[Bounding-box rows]

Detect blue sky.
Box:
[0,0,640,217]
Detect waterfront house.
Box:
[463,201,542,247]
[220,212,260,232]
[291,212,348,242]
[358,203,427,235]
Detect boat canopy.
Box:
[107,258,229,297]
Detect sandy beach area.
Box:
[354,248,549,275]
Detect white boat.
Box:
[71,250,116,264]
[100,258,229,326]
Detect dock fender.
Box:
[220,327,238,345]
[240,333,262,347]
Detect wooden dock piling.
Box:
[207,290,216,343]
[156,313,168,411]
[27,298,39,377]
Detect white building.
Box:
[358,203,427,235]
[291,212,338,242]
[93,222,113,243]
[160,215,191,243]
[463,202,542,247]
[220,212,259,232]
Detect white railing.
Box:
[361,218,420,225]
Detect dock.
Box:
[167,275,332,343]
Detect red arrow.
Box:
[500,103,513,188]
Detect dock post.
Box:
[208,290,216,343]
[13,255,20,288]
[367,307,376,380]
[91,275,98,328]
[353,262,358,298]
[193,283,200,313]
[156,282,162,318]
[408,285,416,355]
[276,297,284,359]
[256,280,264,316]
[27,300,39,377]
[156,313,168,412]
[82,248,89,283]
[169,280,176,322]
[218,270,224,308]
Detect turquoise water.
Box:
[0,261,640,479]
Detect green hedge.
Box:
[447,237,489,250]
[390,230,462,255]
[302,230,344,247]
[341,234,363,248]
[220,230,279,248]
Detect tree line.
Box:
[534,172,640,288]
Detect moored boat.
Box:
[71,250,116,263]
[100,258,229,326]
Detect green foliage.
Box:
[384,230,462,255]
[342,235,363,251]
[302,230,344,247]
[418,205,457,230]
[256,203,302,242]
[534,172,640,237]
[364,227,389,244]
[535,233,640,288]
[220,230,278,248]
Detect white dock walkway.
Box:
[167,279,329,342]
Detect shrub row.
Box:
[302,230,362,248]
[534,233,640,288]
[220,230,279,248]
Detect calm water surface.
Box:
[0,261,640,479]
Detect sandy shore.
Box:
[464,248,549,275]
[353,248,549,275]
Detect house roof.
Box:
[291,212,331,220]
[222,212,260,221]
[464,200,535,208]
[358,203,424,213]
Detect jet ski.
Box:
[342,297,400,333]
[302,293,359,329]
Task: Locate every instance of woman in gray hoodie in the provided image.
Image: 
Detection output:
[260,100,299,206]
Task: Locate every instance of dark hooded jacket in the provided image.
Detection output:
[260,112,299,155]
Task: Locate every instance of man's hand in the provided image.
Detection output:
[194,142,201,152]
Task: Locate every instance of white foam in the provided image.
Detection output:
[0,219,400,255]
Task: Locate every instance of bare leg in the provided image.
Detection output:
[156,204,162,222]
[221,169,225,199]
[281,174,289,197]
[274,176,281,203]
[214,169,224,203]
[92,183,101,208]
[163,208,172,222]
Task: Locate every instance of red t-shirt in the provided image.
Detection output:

What to produce: Starting with the line that contains "Detect house roof." and going on through the line that contains "[163,208,172,222]", reproduce those lines with every occurrence of "Locate" replaced by "Mark" and all other text left unchanged.

Finished task:
Detect house roof.
Box:
[291,212,331,220]
[222,212,260,221]
[464,200,535,208]
[358,203,424,213]
Detect jet ski.
Box:
[342,297,400,333]
[302,293,359,329]
Task: Mark every instance of woman in gray hoodie in the provided image.
Image: 
Detection output:
[260,100,299,206]
Task: Mark every instance of dark hooded jacket in the provided image.
Detection output:
[260,112,299,155]
Task: Mark every instance of man's hand in the provided image.
Detection output:
[194,142,201,152]
Task: Mark every instance of white foam in the provided image.
Detection output:
[0,219,400,255]
Task: Mark every instance of bare leg in the provided image.
Detection output:
[156,204,162,222]
[221,169,225,199]
[281,174,289,197]
[274,176,281,203]
[214,169,224,203]
[92,183,101,208]
[163,208,172,222]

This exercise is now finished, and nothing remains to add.